Given text:
begin
It is worth noting that although I could have implemented the graph of Figure 1 directly, I preferred opting for a reverse polish calculation method which is much more general and re-usable. Reverse polish calculations are a form of [∞] stack-oriented programming and are very potent at ordering jobs like we do here. For instance, ((I0 + I1) + I2) + ((I3 + I4) + I2) can be written as I2 I1 I0 + + I2 I4 I3 + + +. I strongly recommend reading the Wikipedia page if you don’t know yet about stack-oriented programming or reverse polish notation. The implementation of the system goes a bit beyond the scope of this post but you can read the create_reverse_polish_job() function if you would like to know more.

After creating the three jobs T1, T2 and T3 we create the two jobs phase and contrast and add them as dependencies. Job and contrast will have their own dependencies that are built on the Ti, leading exactly to the structure of Figure 1. The hariharan job itself execute nothing (the _run() method is empty) because everything is contained in the two jobs phase and contrast. The class implement two functions get_phase() and get_contrast() to retrieve the results. And that is everything it takes to compute the Hariharan formula concurrently in our job system.
end
Region labeling records:
begin
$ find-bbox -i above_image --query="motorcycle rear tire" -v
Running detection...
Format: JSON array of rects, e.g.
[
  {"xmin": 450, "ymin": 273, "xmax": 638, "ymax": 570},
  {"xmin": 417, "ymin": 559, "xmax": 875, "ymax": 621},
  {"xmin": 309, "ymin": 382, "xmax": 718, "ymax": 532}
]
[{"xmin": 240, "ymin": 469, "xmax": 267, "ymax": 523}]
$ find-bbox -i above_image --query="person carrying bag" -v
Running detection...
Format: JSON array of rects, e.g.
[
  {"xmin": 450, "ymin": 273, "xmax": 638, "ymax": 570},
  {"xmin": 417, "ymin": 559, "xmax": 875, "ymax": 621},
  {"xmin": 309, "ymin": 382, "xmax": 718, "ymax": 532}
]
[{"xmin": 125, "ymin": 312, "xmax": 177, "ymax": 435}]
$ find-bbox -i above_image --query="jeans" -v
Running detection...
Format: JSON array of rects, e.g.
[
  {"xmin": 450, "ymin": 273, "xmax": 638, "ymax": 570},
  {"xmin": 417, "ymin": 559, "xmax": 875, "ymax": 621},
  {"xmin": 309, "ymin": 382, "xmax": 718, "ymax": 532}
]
end
Goal A:
Rewrite the paragraph of the job-system text that begins "It is worth noting" as a short bulleted list, keeping its main facts.
Goal B:
Update the region labeling listing so that every "Running detection" becomes "Starting detection", leaving all other lines unchanged.

Exercise response A:
- Instead of implementing the graph of Figure 1 directly, the author chose a reverse polish calculation method because it is more general and reusable.
- Reverse polish calculations are a form of stack-oriented programming and are very good at ordering jobs.
- Example: ((I0 + I1) + I2) + ((I3 + I4) + I2) can be written as I2 I1 I0 + + I2 I4 I3 + + +.
- The author recommends the Wikipedia page for readers unfamiliar with stack-oriented programming or reverse polish notation.
- The implementation is beyond the post's scope, but the create_reverse_polish_job() function shows how it works.

Exercise response B:
$ find-bbox -i above_image --query="motorcycle rear tire" -v
Starting detection...
Format: JSON array of rects, e.g.
[
  {"xmin": 450, "ymin": 273, "xmax": 638, "ymax": 570},
  {"xmin": 417, "ymin": 559, "xmax": 875, "ymax": 621},
  {"xmin": 309, "ymin": 382, "xmax": 718, "ymax": 532}
]
[{"xmin": 240, "ymin": 469, "xmax": 267, "ymax": 523}]
$ find-bbox -i above_image --query="person carrying bag" -v
Starting detection...
Format: JSON array of rects, e.g.
[
  {"xmin": 450, "ymin": 273, "xmax": 638, "ymax": 570},
  {"xmin": 417, "ymin": 559, "xmax": 875, "ymax": 621},
  {"xmin": 309, "ymin": 382, "xmax": 718, "ymax": 532}
]
[{"xmin": 125, "ymin": 312, "xmax": 177, "ymax": 435}]
$ find-bbox -i above_image --query="jeans" -v
Starting detection...
Format: JSON array of rects, e.g.
[
  {"xmin": 450, "ymin": 273, "xmax": 638, "ymax": 570},
  {"xmin": 417, "ymin": 559, "xmax": 875, "ymax": 621},
  {"xmin": 309, "ymin": 382, "xmax": 718, "ymax": 532}
]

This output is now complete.